--- TEXT FOR ANALYSIS Enclosed Below ---
Ask any biologist or student of the natural sciences and they’ll agree: Madagascar is a peculiar menagerie of unique creatures, many of which live there and nowhere else on the planet. And according to a group of scientists, there’s no one reason or “one-size-fits-all” model to explain the biodiversity on Madagascar.
There’s a whole area of biological scholarship devoted to the study of natural anomalies called ‘biodiversity hotspots’. By definition, a biodiversity hotspot is “a biogeographic region with significant diversity that is at risk from humans.”
Scientists have sought to understand how Madagascar, which comprises a mere 0.5% of the Earth’s total landmass, could be home to so many distinct and unusual species, many of which exist nowhere else, given its near complete geographic isolation for millions and millions of years. In fact, the present study is part of a larger body of work that seeks to identify factors of climate, geography and other environmental features that not only allow for the development of new plant and animal species, but also sustain them and allow them to flourish.
No Single Cause for Biodiversity
Duke University biologist Anne Yoder and her colleagues looked at the geographic distributions of 325 species of amphibians and 420 species of reptiles that live on Madagascar today. They compared that data with historical and present-day estimates of local attributes like amount of rainfall and local topography among other variables across the island. They noted the steep tropical regions and the flat, desert-like areas and analyzed three key measures in biodiversity: number of species, proportion of unique species, and similarity of species composition from one site to another.
“Not surprisingly, we found that different groups of species have diversified for different reasons,” Yoder said. “For example, changes in elevation–due to the mountains, rivers and other features that shape the land–best predicted which parts of the island had high proportions of unique tree frog species. But the biggest influence on why some areas had higher proportions of unique leaf chameleons was climate stability through time.”
One of the greatest benefits to the findings of this study is that we better understand how the species in areas of great biological diversity respond to environmental fluctuations, which will help in identifying the groups most vulnerable to global warming and deforestation. Other studies have shown that some of Madagascar’s reptiles and amphibians are relocating to higher elevations because of climate change, and due to the effects of logging and farming on forest habitats roughly 40% of reptile species are threatened with extinction.
--- End of Enclosed TEXT FOR ANALYSIS ---
--- RECORDS SHOWN Enclosed Below ---
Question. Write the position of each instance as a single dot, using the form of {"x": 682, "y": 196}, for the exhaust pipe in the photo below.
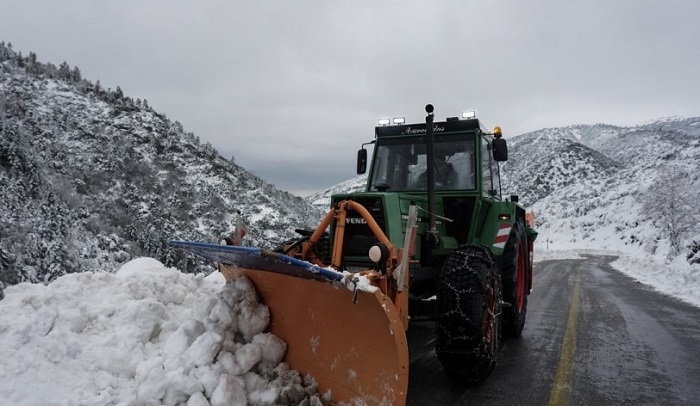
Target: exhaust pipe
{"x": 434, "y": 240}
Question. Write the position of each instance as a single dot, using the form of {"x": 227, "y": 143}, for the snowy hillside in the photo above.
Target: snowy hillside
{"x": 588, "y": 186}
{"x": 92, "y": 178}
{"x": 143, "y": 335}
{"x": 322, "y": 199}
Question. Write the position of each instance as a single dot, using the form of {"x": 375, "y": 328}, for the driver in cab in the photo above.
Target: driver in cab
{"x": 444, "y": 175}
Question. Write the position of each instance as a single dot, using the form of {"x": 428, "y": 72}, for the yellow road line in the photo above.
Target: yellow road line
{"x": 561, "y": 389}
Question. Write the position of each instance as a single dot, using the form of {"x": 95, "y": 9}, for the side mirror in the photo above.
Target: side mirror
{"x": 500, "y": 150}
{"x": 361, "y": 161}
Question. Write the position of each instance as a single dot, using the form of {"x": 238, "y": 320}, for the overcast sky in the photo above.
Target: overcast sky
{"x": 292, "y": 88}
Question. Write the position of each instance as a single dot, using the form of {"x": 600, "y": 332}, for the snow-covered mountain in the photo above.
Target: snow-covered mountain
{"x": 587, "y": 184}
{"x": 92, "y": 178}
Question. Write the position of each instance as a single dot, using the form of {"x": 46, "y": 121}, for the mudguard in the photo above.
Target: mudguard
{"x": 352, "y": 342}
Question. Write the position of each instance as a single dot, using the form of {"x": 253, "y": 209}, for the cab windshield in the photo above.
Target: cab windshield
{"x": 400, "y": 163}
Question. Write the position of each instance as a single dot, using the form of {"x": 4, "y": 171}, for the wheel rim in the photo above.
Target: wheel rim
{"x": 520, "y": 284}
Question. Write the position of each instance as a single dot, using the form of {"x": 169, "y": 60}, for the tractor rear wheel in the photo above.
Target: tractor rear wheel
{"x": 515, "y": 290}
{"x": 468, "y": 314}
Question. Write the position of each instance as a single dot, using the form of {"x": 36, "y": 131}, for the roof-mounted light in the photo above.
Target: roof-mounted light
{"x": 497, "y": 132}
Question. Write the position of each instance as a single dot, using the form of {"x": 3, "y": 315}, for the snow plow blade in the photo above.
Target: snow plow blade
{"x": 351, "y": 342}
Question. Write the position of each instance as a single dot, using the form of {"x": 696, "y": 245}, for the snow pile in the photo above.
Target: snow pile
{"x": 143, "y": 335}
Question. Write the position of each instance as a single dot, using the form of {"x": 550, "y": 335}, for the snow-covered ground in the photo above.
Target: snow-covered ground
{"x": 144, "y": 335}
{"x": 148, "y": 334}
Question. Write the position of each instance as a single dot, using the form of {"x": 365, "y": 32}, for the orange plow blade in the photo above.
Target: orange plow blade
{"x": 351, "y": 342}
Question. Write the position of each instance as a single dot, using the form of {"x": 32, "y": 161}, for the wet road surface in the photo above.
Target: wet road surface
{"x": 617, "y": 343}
--- End of Enclosed RECORDS SHOWN ---
--- RECORDS SHOWN Enclosed Below ---
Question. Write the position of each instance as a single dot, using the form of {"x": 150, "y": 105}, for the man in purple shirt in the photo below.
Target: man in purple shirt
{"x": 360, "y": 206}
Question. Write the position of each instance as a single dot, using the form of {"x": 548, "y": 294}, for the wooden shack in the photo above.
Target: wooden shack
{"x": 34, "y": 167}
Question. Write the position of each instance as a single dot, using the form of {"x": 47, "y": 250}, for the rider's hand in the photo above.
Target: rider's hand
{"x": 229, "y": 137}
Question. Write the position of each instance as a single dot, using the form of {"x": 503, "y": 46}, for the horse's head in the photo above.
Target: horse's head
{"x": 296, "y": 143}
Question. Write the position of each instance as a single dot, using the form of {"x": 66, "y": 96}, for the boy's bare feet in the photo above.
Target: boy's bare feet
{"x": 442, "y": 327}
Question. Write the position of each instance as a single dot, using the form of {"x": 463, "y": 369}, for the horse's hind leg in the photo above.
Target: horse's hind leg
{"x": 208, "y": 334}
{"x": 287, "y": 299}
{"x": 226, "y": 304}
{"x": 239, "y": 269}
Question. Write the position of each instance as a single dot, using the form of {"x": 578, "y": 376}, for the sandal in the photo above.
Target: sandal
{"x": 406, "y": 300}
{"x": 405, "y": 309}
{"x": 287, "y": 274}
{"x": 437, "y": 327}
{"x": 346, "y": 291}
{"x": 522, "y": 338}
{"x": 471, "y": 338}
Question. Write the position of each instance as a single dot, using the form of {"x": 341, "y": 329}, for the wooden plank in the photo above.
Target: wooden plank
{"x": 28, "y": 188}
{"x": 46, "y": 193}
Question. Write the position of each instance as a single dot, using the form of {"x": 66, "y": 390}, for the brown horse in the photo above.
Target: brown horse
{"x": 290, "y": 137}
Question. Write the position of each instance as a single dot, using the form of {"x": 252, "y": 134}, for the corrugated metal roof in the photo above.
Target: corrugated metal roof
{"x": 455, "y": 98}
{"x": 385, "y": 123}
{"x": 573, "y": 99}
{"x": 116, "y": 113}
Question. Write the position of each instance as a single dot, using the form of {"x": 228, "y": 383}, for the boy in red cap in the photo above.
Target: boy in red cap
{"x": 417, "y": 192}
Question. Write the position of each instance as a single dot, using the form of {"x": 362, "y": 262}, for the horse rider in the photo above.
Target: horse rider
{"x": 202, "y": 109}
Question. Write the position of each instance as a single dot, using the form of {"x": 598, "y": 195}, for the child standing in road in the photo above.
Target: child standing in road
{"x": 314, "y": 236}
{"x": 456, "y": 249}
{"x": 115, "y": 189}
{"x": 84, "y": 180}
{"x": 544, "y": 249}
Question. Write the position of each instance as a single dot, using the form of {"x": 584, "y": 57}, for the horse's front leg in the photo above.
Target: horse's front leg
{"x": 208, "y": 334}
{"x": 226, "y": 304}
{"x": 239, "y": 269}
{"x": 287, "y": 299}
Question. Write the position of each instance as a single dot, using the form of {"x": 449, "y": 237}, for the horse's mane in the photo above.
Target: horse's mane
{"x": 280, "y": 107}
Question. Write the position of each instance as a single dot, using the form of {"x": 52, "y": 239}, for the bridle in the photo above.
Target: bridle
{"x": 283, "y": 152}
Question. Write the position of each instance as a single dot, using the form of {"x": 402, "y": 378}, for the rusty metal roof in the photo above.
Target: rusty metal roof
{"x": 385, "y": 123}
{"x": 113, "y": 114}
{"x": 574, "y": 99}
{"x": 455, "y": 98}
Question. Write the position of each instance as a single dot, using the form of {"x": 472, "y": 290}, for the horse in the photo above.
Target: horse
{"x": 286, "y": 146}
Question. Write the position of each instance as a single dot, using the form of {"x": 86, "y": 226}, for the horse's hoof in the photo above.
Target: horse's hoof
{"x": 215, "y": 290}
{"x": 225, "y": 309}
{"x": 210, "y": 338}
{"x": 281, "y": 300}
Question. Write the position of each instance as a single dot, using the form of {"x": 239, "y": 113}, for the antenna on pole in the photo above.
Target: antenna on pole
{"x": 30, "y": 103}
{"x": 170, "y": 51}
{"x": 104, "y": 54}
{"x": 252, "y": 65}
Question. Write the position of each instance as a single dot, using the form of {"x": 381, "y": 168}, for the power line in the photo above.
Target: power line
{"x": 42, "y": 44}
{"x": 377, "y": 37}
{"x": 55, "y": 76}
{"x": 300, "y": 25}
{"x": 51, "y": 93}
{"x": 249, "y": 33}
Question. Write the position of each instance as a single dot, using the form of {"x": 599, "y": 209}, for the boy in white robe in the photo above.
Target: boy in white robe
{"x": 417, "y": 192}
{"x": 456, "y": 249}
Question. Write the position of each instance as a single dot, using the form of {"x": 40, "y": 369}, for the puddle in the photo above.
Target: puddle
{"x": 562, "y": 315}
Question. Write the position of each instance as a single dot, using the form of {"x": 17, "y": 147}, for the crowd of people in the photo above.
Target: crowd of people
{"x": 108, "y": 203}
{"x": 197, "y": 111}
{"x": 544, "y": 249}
--- End of Enclosed RECORDS SHOWN ---
--- RECORDS SHOWN Enclosed Below ---
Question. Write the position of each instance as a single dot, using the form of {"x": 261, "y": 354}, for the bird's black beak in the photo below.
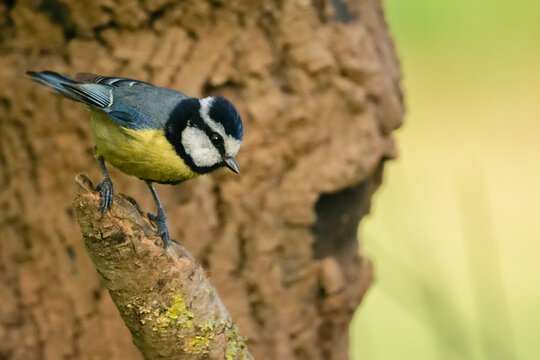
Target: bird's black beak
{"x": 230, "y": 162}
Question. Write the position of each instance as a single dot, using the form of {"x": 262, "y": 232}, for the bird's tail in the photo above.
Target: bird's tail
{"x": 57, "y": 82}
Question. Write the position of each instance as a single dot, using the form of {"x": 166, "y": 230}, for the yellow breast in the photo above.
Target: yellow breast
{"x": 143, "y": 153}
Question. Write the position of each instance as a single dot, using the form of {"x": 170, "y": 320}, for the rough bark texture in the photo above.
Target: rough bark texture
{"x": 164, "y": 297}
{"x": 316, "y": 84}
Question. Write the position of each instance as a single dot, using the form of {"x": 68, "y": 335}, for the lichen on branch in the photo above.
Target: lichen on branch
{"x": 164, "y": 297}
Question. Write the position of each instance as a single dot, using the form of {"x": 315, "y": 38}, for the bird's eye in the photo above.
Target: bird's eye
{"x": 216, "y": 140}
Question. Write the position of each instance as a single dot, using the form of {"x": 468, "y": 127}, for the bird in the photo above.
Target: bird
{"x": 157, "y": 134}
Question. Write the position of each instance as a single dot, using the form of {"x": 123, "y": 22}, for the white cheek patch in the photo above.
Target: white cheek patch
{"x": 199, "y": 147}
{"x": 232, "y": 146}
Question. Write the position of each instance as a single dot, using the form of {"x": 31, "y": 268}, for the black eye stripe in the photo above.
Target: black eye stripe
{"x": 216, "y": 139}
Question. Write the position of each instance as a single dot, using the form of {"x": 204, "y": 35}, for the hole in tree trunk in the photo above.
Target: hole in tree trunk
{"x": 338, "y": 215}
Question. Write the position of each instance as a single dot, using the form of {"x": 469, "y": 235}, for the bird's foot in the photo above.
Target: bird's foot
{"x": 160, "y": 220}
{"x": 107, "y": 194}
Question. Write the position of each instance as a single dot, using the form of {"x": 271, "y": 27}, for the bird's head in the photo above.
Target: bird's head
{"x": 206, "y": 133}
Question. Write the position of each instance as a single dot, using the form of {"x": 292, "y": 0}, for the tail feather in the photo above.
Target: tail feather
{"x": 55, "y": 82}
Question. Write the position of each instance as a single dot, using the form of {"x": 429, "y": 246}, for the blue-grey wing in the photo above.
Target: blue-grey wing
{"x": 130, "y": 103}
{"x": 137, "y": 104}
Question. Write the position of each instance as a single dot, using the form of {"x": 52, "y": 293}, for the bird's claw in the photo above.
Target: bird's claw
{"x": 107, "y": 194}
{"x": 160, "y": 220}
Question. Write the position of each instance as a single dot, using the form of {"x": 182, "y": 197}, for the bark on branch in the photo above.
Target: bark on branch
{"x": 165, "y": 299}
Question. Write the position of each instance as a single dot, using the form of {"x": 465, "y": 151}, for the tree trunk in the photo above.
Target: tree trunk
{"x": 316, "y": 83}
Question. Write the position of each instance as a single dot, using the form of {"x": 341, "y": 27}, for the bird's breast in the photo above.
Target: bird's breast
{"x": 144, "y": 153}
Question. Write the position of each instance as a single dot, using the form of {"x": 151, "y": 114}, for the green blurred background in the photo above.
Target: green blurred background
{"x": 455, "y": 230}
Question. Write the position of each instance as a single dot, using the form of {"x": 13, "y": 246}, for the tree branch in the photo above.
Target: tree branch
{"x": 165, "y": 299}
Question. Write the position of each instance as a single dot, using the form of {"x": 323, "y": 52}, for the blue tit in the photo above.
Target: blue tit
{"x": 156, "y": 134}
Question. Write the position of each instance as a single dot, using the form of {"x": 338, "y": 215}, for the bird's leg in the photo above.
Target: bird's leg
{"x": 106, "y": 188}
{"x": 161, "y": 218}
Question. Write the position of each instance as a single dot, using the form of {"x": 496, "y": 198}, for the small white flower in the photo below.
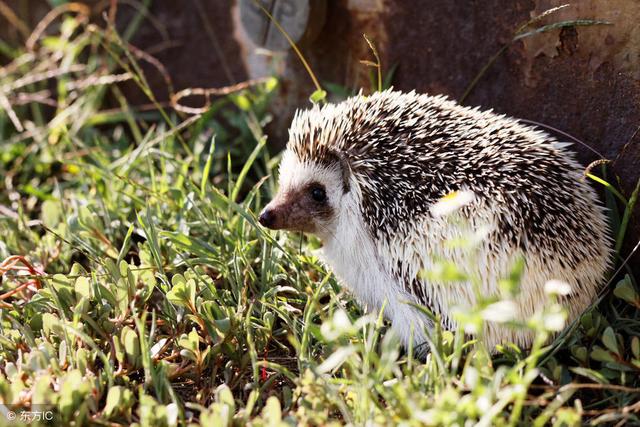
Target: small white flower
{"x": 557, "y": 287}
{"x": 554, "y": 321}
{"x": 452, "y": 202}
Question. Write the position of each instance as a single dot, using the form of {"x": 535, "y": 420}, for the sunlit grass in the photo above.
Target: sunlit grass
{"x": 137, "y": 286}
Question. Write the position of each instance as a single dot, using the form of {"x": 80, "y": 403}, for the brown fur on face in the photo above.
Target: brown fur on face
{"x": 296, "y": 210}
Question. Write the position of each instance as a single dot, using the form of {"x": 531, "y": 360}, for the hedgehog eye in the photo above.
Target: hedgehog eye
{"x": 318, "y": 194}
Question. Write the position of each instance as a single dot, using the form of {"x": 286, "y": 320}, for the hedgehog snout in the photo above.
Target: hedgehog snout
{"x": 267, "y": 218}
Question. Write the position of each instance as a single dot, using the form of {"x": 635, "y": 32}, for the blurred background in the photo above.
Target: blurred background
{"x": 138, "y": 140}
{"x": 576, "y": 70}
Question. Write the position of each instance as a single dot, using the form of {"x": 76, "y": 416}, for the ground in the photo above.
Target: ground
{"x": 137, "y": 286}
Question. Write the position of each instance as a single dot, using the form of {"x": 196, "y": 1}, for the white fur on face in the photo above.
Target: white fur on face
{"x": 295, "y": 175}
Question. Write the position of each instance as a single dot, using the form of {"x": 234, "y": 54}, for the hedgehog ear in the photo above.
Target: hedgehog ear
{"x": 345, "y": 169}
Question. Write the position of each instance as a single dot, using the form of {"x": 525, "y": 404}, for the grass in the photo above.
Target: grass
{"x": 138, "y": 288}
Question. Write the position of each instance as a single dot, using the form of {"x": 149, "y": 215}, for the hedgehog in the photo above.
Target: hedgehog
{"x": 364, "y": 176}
--- End of Enclosed RECORDS SHOWN ---
◆ EXPLORE THE MATERIAL ◆
(1) According to the article on Madagascar's biodiversity, how many amphibian species did Anne Yoder and her colleagues examine?
(2) Copy from the article on Madagascar's biodiversity the passage between "One of the greatest" and "threatened with extinction.", inclusive.

◆ SOLUTIONS TO THE EXERCISE ◆
(1) 325 species

(2)
One of the greatest benefits to the findings of this study is that we better understand how the species in areas of great biological diversity respond to environmental fluctuations, which will help in identifying the groups most vulnerable to global warming and deforestation. Other studies have shown that some of Madagascar’s reptiles and amphibians are relocating to higher elevations because of climate change, and due to the effects of logging and farming on forest habitats roughly 40% of reptile species are threatened with extinction.